* **GOAL**: Exactly as they appear, output all of the entries.

* **Records from a dataset**:
------------

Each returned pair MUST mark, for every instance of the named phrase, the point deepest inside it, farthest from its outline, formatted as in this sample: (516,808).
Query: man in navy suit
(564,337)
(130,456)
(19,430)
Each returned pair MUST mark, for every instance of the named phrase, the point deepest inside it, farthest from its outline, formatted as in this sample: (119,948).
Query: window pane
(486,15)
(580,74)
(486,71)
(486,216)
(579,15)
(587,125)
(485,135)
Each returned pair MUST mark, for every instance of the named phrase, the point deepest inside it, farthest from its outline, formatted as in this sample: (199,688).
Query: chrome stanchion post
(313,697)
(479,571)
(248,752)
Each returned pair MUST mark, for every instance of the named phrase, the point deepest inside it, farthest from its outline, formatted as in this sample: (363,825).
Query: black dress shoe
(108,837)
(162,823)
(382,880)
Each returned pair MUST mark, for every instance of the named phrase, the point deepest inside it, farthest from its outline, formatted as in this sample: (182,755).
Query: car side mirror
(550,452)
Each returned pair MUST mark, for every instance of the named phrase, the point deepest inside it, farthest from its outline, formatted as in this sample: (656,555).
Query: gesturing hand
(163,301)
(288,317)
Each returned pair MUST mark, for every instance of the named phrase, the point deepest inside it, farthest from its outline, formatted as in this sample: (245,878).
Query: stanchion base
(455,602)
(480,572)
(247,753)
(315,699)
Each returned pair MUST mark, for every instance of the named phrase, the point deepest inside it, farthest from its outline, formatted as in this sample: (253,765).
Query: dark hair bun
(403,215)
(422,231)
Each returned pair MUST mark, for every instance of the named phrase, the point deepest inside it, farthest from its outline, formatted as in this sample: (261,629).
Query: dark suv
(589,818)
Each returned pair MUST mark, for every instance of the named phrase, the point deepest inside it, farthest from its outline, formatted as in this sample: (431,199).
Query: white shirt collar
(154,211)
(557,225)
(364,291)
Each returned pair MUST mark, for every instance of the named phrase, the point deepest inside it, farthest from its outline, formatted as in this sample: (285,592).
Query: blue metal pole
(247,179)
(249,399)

------------

* **TASK RESULT**:
Each returned pair MUST mark, for every instance of the named phrase, the point deepest inside it, farthest from its outline, formatted as in this sample: (516,808).
Query: man in navy suit
(564,337)
(130,456)
(19,430)
Each returned pair MUST mark, for every instance of the named phrase, the point deepest inside it, farthest from its outline, formatted as in this sample: (119,948).
Query: window pane
(486,15)
(580,74)
(486,71)
(486,216)
(579,15)
(587,125)
(485,135)
Each returned pair MUST mark, for every instance of the named phrase, the point deepest inside it, farthest from its outline, formatted as in this sample: (199,688).
Query: chrome stanchion post
(313,697)
(479,571)
(248,752)
Each returned pair MUST mark, for every instance of the named phrase, the point deepest inside it, farthest from its outline, formatted as in this sample: (363,825).
Query: black dress shoe
(108,837)
(162,823)
(382,880)
Each returned pair MUST mark, for every instance of the named phrase, the point deepest inside it, farthest from its outline, formatted as in this sample: (182,755).
Query: car side mirror
(550,452)
Each returned pair MUST mark, for every instance of the named phrase, the point deepest inside it, farthest from its outline, formatted as in this sample: (656,555).
Query: gesturing hand
(163,301)
(288,317)
Each returned pair MUST mark, for every instance of the named phrase, the point deepest inside it, farthest from its outline, formatted as in this sample: (245,878).
Query: stanchion base
(455,602)
(480,572)
(247,753)
(315,699)
Each returned pair MUST mark, for every instance of the named phrase, the point deepest inside it, farthest from its outline, formatted as in this sample: (253,765).
Query: dark hair bun
(403,215)
(422,231)
Each returned pair MUST mark, for every instance of the named phrase, the point deepest inside it, farthest from its outline, formatted as in this sample: (261,629).
Query: dark suv
(589,818)
Each returned pair MUST mark, for every instance of the named phrase, the point deepest inside it, farthest from its outline, formatted as in this sample: (431,199).
Query: white shirt collar
(154,211)
(557,225)
(364,291)
Each returned pair MUST mark, for every instance of the named phrase, the point deepest inside it, farthest from its outline, formatted as in this sample: (285,592).
Query: blue metal pole
(247,179)
(249,399)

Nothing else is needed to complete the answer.